> **SOURCE EXCERPT**
William Lee Thompson v. Florida
In Hurst v. Florida this Court struck down Florida's longstanding capital sentencing procedures because they authorized a judge, rather than a jury, to make factual findings that were the necessary precondition for a death sentence. On remand, the Florida Supreme Court held, as a state constitutional consequence, that a death verdict cannot be rendered without unanimous jury findings that at least one aggravating circumstance exists and that the sum of aggravation is sufficient to outweigh any mitigating circumstances and to warrant death.
The Florida Supreme Court then held that it would apply both the federal and state jury-trial rights retroactively to inmates whose death sentences had not become final as of June 24, 2002 (the date of Ring v. Arizona, precursor of Hurst) but that it would deny relief to inmates whose death sentences were final on that date. Petitioner Thompson is in the latter cohort.

> **EXTRACTED INFORMATION**
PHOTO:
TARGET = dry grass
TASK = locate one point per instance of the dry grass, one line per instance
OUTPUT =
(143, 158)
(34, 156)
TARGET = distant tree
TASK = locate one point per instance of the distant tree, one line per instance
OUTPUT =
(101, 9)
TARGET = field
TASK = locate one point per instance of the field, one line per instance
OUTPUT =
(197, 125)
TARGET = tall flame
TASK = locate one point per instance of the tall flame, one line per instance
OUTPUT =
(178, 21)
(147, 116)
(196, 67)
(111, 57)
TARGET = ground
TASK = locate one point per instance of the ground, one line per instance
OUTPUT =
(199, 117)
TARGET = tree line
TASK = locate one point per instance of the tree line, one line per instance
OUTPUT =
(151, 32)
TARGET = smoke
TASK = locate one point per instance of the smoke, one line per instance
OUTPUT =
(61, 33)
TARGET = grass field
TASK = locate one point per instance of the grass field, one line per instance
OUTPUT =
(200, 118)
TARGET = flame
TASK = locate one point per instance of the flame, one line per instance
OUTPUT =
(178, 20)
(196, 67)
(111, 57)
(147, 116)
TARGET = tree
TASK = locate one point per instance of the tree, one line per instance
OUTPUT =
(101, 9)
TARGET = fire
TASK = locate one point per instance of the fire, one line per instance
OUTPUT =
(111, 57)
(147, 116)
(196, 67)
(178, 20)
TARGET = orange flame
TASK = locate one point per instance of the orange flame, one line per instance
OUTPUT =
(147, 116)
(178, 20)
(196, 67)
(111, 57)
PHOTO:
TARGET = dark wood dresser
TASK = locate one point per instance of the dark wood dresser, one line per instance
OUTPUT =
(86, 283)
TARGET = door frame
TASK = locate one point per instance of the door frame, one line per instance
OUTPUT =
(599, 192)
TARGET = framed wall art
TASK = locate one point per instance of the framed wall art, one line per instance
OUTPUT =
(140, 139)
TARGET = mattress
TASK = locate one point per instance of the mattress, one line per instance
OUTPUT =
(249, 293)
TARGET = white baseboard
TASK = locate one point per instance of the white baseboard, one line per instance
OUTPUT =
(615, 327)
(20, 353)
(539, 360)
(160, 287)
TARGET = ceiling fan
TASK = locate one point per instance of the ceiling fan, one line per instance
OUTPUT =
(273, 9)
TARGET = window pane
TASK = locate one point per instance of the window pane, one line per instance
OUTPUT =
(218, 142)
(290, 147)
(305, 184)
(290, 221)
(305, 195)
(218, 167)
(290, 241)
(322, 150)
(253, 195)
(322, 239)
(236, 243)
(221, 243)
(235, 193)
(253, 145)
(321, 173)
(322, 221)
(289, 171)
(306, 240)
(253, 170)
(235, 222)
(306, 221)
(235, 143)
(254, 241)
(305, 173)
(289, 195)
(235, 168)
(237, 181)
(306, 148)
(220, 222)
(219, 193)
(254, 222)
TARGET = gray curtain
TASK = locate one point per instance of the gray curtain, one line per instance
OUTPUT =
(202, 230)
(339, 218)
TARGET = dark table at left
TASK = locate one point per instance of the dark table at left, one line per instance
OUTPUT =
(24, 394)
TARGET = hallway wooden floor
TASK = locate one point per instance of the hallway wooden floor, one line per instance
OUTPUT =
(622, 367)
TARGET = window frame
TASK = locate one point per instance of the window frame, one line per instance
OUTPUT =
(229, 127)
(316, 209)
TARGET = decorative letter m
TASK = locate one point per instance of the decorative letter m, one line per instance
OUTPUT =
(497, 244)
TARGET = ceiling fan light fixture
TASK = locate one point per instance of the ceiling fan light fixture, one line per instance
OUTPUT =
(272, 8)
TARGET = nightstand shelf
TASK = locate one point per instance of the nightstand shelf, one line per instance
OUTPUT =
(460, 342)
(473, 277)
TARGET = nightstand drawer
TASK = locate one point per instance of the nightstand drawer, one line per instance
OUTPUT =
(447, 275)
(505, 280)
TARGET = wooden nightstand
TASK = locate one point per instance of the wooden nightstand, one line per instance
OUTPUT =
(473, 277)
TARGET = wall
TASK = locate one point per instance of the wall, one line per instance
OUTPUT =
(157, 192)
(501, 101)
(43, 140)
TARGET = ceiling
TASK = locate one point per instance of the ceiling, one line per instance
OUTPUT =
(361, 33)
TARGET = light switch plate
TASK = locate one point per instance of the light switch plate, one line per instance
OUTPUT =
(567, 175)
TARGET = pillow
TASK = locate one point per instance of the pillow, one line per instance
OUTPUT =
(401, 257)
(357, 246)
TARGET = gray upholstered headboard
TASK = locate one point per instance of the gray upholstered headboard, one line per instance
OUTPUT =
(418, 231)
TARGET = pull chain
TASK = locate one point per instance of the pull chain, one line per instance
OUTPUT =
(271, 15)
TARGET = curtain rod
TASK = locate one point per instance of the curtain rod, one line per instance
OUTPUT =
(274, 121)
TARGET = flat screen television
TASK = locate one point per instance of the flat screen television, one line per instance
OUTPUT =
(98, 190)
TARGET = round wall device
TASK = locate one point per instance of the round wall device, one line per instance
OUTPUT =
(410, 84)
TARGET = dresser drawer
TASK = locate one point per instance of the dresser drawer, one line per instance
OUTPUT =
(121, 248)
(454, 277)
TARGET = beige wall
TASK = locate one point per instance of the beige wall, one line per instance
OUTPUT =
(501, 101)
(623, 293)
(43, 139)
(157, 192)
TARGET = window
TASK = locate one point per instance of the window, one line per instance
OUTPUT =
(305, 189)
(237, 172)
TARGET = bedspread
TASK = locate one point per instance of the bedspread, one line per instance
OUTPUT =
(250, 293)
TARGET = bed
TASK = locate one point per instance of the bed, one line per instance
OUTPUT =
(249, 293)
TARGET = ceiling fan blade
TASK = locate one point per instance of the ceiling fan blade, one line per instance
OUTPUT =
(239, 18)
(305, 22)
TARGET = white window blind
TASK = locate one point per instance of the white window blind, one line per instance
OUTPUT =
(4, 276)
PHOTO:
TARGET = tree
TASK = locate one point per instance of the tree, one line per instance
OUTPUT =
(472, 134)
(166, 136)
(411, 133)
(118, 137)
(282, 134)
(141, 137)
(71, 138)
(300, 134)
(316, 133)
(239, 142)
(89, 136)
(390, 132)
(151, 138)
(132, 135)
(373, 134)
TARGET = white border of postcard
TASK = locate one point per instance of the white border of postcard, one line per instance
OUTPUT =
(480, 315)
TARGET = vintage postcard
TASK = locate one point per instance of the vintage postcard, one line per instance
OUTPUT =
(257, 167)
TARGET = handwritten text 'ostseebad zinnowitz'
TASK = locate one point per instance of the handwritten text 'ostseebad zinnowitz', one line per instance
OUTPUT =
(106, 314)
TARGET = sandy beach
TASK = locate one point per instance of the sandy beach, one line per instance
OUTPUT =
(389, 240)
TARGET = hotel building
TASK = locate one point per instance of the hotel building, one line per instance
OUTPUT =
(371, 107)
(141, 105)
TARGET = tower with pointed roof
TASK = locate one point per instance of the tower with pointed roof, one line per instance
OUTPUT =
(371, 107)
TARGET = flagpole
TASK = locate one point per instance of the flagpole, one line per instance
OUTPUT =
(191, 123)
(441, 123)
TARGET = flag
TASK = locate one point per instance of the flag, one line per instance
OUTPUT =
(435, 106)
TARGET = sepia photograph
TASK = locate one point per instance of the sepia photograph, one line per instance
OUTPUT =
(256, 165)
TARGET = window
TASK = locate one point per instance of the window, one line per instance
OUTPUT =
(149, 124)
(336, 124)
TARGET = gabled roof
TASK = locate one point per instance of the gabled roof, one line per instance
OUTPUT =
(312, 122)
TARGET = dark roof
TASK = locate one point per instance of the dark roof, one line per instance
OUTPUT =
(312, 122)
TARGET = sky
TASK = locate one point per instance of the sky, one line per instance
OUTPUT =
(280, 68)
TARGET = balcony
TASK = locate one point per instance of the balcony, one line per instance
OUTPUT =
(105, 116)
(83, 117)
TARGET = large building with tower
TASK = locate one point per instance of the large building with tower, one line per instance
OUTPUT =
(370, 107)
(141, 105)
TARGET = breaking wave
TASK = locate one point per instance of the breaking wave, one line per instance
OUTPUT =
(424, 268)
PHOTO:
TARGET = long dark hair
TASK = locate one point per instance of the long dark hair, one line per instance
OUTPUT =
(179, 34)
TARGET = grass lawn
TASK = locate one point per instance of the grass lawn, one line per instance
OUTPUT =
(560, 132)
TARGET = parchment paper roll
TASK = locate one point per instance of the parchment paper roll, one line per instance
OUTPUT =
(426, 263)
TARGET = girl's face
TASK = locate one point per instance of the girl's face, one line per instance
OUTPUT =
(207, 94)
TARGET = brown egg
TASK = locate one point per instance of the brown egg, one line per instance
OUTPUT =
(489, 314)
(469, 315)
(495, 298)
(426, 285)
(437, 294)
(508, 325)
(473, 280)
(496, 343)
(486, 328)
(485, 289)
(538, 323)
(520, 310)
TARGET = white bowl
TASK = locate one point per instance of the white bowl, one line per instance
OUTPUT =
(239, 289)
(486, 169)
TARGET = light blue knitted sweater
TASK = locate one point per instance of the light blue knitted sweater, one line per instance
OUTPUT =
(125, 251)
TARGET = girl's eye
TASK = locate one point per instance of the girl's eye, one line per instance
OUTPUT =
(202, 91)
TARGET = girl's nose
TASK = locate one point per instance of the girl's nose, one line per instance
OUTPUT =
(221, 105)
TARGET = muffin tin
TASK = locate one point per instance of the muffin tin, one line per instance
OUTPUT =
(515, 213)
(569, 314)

> **PROMPT 1**
In the Thompson v. Florida excerpt, what date does the Florida Supreme Court use to decide which inmates may receive retroactive relief?
> **PROMPT 2**
Name every court case mentioned in the Thompson v. Florida excerpt, including its header.
> **PROMPT 3**
From the Thompson v. Florida excerpt, reproduce word for word the stretch from "The Florida Supreme Court then" through "the latter cohort.".

> **REPLY 1**
June 24, 2002, the date of Ring v. Arizona.

> **REPLY 2**
William Lee Thompson v. Florida, Hurst v. Florida, Ring v. Arizona

> **REPLY 3**
The Florida Supreme Court then held that it would apply both the federal and state jury-trial rights retroactively to inmates whose death sentences had not become final as of June 24, 2002 (the date of Ring v. Arizona, precursor of Hurst) but that it would deny relief to inmates whose death sentences were final on that date. Petitioner Thompson is in the latter cohort.